* [Aim]:
Below is a block of records; reproduce all of them exactly and leave out any pictures.

(Records excerpted from a collection)
******************************

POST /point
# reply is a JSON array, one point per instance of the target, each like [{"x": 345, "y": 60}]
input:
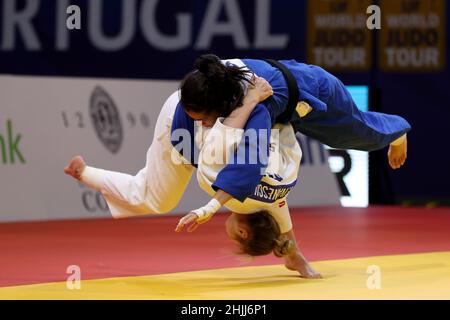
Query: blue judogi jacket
[{"x": 335, "y": 121}]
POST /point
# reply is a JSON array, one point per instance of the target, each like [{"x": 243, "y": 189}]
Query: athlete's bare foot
[
  {"x": 297, "y": 263},
  {"x": 397, "y": 154},
  {"x": 75, "y": 167}
]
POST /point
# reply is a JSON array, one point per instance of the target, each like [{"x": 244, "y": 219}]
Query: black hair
[
  {"x": 264, "y": 236},
  {"x": 214, "y": 88}
]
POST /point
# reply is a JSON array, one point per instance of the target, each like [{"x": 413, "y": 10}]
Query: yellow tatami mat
[{"x": 414, "y": 276}]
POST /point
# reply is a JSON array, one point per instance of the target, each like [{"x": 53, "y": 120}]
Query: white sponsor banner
[{"x": 44, "y": 121}]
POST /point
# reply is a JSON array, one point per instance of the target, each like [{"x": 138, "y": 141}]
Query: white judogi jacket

******************************

* [Solution to the exercise]:
POST /point
# reply is a JSON array, one point per instance of the target, each like [{"x": 345, "y": 60}]
input:
Query: blue judogi jacket
[{"x": 335, "y": 121}]
POST /point
# reply is a JSON array, one point per instance of the target, each like [{"x": 243, "y": 189}]
Query: athlete's bare foot
[
  {"x": 297, "y": 263},
  {"x": 397, "y": 154},
  {"x": 75, "y": 167}
]
POST /point
# reply is a JSON array, one point per instance of the target, each like [{"x": 244, "y": 219}]
Query: black hair
[
  {"x": 264, "y": 236},
  {"x": 214, "y": 88}
]
POST /point
# reply is a JSON array, one point per instance of the target, each like [{"x": 413, "y": 10}]
Query: yellow tatami mat
[{"x": 414, "y": 276}]
POST /point
# reply is a JSON array, one point per instance of the target, each like [{"x": 53, "y": 120}]
Query: white sponsor banner
[{"x": 44, "y": 121}]
POST /point
# reply is a JSON array, one point per instance of the target, each like [{"x": 138, "y": 141}]
Query: white judogi jacket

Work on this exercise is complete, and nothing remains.